* **DIRECTIONS FOR THIS TASK**:
In the data below, find the line containing "Task: indicate one point on every instance of the white flower"; reproduce that line and all subsequent lines exactly, and nothing else.

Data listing
**********
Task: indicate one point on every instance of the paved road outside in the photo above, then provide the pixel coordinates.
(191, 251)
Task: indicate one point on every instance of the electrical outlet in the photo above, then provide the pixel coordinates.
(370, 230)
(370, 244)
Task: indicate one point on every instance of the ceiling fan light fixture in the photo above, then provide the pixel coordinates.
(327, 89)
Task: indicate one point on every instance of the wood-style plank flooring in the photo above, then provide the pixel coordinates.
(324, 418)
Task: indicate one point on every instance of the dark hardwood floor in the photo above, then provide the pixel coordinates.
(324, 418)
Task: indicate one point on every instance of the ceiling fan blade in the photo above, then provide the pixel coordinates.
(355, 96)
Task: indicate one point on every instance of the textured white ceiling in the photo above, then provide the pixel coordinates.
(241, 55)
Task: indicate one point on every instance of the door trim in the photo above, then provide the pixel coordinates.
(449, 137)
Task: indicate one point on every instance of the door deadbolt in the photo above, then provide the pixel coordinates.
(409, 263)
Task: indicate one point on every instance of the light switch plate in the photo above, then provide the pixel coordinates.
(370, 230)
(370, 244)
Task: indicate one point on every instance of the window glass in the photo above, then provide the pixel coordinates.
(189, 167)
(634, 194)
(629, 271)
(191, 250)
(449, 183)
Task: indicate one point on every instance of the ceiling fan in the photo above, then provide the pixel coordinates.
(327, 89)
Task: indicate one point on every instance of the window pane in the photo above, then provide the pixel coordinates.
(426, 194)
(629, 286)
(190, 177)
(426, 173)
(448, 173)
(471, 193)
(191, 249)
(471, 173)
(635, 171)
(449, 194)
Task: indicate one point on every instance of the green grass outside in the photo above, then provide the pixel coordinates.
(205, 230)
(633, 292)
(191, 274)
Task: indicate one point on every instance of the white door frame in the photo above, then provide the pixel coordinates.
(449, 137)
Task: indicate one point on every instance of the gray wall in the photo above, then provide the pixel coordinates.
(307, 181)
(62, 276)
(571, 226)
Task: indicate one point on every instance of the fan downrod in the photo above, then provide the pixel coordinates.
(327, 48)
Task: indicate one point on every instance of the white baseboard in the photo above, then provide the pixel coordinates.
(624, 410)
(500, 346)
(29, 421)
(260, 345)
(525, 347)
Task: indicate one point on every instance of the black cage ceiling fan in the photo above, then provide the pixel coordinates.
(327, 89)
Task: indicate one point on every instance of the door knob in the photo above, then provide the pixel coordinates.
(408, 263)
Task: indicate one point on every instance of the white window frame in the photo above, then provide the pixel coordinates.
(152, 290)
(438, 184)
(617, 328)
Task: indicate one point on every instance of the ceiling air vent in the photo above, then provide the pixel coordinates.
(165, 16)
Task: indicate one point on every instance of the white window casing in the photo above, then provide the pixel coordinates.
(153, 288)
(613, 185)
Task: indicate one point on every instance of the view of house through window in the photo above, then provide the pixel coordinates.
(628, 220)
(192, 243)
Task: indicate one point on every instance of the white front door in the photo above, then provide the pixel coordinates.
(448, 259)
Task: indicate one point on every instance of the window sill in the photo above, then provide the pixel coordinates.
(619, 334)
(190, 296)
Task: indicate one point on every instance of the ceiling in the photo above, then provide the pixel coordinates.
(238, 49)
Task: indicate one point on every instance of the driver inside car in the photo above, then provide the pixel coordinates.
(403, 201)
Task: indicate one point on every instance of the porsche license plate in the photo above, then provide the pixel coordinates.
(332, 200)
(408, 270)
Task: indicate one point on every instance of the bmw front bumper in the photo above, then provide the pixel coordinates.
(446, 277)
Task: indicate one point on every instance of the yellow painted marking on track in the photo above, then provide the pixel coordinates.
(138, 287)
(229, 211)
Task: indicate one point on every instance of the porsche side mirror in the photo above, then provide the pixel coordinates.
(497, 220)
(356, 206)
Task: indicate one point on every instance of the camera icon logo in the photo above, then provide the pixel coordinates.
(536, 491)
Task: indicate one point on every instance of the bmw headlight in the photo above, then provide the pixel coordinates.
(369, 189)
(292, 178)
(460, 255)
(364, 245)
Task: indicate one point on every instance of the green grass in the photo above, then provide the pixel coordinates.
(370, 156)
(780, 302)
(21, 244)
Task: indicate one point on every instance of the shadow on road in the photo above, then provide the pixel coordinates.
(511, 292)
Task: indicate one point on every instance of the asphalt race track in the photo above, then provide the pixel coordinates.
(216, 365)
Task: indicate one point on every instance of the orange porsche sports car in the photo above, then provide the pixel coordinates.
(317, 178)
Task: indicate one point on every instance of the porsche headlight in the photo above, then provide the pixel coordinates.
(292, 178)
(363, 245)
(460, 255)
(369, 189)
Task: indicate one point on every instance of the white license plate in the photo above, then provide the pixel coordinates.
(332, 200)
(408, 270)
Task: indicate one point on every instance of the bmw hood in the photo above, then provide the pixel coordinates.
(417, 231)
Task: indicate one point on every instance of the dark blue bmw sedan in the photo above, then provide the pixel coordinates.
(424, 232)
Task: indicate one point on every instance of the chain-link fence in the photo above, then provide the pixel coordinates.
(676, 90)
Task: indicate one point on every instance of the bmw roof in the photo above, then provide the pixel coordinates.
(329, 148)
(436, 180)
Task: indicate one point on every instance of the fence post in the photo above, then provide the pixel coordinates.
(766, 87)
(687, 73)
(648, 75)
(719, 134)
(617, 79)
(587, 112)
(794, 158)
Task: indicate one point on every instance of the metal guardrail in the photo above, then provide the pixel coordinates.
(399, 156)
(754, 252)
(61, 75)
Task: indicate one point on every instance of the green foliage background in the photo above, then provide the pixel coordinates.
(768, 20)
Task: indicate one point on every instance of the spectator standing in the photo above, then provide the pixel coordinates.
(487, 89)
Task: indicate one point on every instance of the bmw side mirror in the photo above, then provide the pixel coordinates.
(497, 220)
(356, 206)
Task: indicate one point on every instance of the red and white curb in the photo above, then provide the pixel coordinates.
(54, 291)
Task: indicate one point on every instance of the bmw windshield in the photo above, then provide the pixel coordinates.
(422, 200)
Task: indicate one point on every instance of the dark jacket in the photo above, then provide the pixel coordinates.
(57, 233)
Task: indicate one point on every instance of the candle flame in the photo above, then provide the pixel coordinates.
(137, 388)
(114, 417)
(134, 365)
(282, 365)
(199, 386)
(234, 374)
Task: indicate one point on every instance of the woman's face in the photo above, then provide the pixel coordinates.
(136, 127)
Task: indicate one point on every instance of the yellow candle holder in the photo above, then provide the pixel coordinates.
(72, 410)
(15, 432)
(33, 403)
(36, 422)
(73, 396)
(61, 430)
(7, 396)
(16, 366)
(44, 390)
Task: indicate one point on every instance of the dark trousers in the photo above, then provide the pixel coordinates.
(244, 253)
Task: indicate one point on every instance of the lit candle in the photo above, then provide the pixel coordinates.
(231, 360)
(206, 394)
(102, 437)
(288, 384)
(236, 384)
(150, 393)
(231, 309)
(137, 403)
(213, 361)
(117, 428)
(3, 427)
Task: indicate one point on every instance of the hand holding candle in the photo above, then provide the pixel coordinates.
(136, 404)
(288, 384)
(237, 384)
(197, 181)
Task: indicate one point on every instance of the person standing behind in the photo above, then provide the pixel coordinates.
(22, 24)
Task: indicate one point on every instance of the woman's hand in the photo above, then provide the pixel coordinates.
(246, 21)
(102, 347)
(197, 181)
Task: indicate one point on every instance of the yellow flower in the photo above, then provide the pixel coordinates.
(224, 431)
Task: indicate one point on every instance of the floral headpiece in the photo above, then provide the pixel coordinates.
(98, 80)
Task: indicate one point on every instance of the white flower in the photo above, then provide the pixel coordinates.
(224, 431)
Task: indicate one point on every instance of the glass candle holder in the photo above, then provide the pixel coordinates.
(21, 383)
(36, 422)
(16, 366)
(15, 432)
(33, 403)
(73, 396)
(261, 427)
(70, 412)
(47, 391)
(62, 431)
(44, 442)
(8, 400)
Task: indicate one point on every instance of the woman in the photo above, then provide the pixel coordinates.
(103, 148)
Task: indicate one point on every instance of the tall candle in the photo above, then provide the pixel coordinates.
**********
* **THE SOLUTION**:
Task: indicate one point on every instance of the white flower in the photo above, then provide the pixel coordinates.
(224, 431)
Task: indicate one point on every instance of the glass candle holder in the photo above, then provide the pixel coordinates.
(21, 383)
(36, 422)
(16, 366)
(15, 432)
(33, 403)
(73, 396)
(261, 427)
(70, 412)
(47, 391)
(62, 431)
(44, 442)
(8, 400)
Task: indicate one point on every instance of the woman in the photo above, then provide the pixel coordinates.
(103, 148)
Task: indicate one point on every instance of the tall candle in the photo above, then provide the pixel coordinates.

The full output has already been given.